Liste des tâches:
a. Les affirmations suivantes concordent-elles avec l'entretien de François Bayrou sur France Info ? Pour chacune, répondez par oui ou non et citez textuellement les mots déterminants.
(i) L'entretien a été diffusé le mardi 27 août à 8h30.
(ii) D'après François Bayrou, le président de la République a consulté tous les partis politiques.
(iii) François Bayrou affirme qu'une majorité est sortie des urnes.
b. Traduisez en anglais cette phrase tirée de l'entretien de François Bayrou sur France Info : « La Constitution dit qu'il « est le garant du fonctionnement régulier des pouvoirs publics ». »
c. Dans l'entretien de François Bayrou sur France Info, de quel mouvement François Bayrou est-il présenté comme le président ?

Extrait du document:
------------------------------------------------------------------------
François Bayrou : « On peut parler à tout le monde mais pas céder à tous »
François Bayrou, Président du Mouvement Démocrate, était l'invité de la matinale « Le 8h30 France Info » ce mardi 27 août à 8h30, avec Hadrien Bect et Bérengère Bonte, sur France Info TV et Radio.
Seul le prononcé fait foi.
Hadrien Bect : Bonjour, François Bayrou.
François Bayrou : Bonjour.
Hadrien Bect : Emmanuel Macron ferme donc la porte à un gouvernement Nouveau Front Populaire. Après ses consultations pour Matignon, le chef de l'État dit vouloir entamer d'autres consultations. Est-ce que ce matin, c'est le blocage complet ?
François Bayrou : Non. Ce n'est pas le blocage complet, ça ne doit pas l'être et donc ça ne le sera pas. La question, vous avez dit, « le président de la République a fermé la porte ? ». Non, ce n’est pas du tout ça. Le président de la République…
Hadrien Bect : Il n’y aura pas de gouvernement Nouveau Front Populaire ?
François Bayrou : Attendez. Le président de la République est dans son rôle, c'est sa mission, il est là. La Constitution dit qu'il « est le garant du fonctionnement régulier des pouvoirs publics ». Il est le garant de la démocratie. Il a, de bonne foi, consulté tous les partis politiques et les 3 rassemblements principaux. Et il a constaté quelque chose d'extrêmement simple, qui était d'ailleurs dans les résultats du premier tour : il n'y a pas de majorité. Ceux qui prétendent qu'il y a eu un vainqueur dans cette élection savent bien qu'ils disent n'importe quoi : ce n'est pas vrai. Pourquoi ce n'est pas vrai ? Parce que le bloc du Nouveau Front populaire qui revendique la victoire ne s'est pas présenté devant les électeurs comme le Nouveau Front Populaire. Il s'est présenté devant les électeurs comme une partie, la moitié à peu près, de ceux qui disaient « Nous ne voulons pas que l'extrême droite ait la majorité absolue ». Et c'est sur cela que s'est passée la campagne. Jamais, on n’a dit, à aucun électeur français, « Madame Castets sera Premier ministre ». Jamais.
------------------------------------------------------------------------
Données fournies:
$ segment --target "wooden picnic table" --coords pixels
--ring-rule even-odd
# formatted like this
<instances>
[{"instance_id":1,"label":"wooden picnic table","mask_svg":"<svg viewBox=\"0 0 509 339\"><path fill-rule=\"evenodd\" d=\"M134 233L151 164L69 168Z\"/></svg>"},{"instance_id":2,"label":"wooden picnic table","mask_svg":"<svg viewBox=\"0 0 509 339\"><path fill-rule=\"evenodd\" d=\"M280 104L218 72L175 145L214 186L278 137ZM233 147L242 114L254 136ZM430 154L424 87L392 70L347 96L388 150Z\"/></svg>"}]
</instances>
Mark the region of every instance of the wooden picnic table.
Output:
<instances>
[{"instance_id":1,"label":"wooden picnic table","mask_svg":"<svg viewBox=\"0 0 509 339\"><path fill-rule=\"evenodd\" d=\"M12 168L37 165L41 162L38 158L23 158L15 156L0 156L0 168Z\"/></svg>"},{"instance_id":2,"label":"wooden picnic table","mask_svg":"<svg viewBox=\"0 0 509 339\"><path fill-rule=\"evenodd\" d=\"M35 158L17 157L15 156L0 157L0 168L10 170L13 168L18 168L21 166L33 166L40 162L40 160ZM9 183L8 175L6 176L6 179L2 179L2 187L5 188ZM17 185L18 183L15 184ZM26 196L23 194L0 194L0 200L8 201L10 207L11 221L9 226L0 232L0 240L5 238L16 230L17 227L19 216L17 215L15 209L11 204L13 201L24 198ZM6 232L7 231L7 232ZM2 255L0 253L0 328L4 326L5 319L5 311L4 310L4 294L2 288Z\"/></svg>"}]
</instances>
------------------------------------------------------------------------
Réponses aux tâches:
a.
(i) Oui : « ce mardi 27 août à 8h30 ».
(ii) Oui : « Il a, de bonne foi, consulté tous les partis politiques et les 3 rassemblements principaux ».
(iii) Non : « il n'y a pas de majorité ».

b. The Constitution says that he "is the guarantor of the regular functioning of public authorities."

c. Du Mouvement Démocrate.